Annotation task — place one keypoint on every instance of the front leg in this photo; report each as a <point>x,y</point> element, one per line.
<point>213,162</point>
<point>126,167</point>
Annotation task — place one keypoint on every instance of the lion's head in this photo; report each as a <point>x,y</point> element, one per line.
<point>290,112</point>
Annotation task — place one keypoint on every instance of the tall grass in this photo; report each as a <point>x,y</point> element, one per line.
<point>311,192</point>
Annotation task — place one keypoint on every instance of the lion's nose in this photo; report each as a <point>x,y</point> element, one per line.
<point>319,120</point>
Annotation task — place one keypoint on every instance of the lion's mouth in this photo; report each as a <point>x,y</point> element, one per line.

* * *

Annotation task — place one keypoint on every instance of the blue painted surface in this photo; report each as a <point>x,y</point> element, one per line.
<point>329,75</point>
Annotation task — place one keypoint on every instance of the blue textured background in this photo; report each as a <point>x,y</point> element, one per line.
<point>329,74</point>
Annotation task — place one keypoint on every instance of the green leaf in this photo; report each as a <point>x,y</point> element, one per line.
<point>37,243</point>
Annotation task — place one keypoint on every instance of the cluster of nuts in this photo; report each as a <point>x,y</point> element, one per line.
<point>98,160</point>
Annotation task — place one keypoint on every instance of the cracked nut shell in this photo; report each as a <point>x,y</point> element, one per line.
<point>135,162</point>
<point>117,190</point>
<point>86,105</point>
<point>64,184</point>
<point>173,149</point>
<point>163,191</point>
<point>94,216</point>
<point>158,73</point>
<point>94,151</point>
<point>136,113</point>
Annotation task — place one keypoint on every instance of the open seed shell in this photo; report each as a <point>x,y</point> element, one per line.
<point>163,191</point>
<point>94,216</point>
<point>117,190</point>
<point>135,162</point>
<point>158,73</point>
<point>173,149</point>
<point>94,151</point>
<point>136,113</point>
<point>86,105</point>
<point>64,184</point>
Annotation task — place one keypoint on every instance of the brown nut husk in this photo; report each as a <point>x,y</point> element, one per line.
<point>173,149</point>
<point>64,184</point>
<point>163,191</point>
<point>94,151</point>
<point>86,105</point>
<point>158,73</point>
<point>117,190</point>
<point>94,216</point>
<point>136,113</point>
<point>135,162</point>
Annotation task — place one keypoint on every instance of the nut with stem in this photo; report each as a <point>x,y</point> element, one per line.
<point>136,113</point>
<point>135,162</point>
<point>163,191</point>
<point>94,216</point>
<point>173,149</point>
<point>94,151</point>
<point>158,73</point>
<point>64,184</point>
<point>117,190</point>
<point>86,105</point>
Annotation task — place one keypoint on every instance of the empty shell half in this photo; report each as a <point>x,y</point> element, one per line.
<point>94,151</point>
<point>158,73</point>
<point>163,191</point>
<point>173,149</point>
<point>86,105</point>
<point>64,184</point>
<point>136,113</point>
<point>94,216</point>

What you will do:
From the line holding "of the tall" to the line holding "the lion's mouth", inclusive, restate each line above exactly as written.

Finished task:
Annotation task — place one keypoint on every instance of the tall grass in this photo; report each as a <point>x,y</point> element, one per line.
<point>311,192</point>
Annotation task — place one keypoint on every instance of the lion's nose in this photo; report each as a <point>x,y</point> element, one per line.
<point>319,120</point>
Annotation task — place one keypoint on every instance of the lion's mouth in this photo; report each as a <point>x,y</point> element, one per line.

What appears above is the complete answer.